-- Begin Information shown --
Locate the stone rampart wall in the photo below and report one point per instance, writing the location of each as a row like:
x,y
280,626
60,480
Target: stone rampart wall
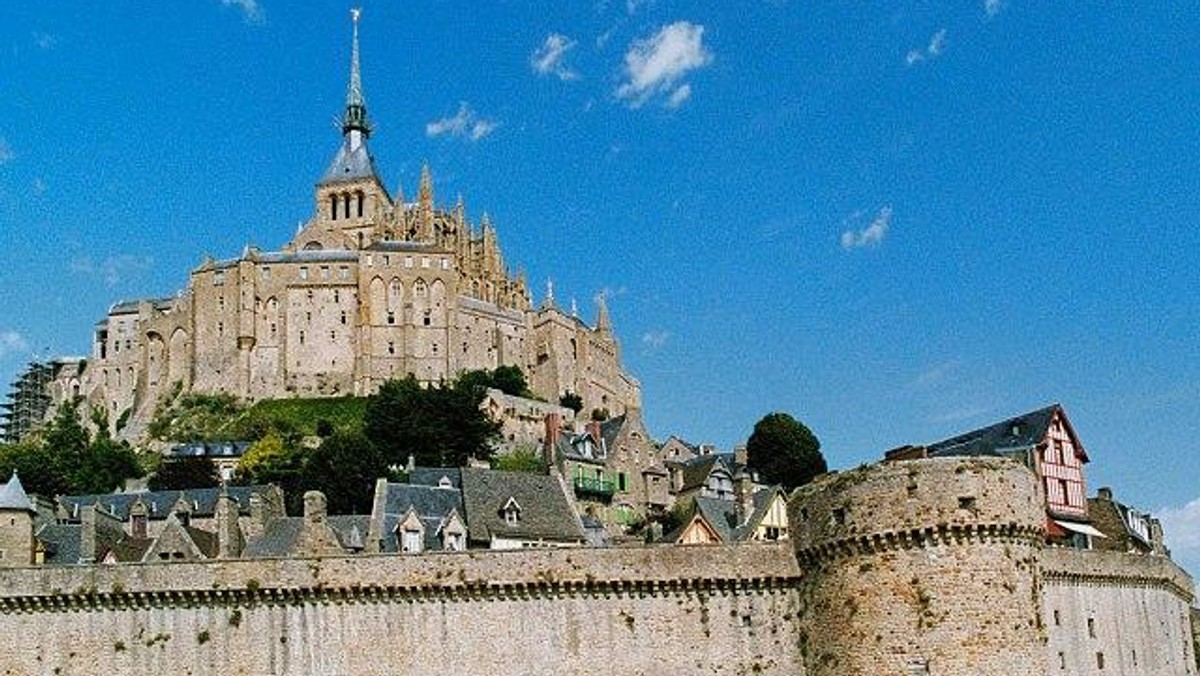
x,y
1120,614
925,564
648,610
-- End Information shown --
**What you have to do**. Render the lines of the records above as a JSON list of strings, one string per line, omitting blank lines. Leave the pictures out of the answer.

**Solution to this exercise**.
[
  "Locate the stone rampart wall in the photo below and report one point per instance, writing the location of each as a row like:",
  "x,y",
  "280,626",
  "60,480",
  "Target: stone rampart wall",
  "x,y",
  "1120,614",
  "925,564",
  "648,610"
]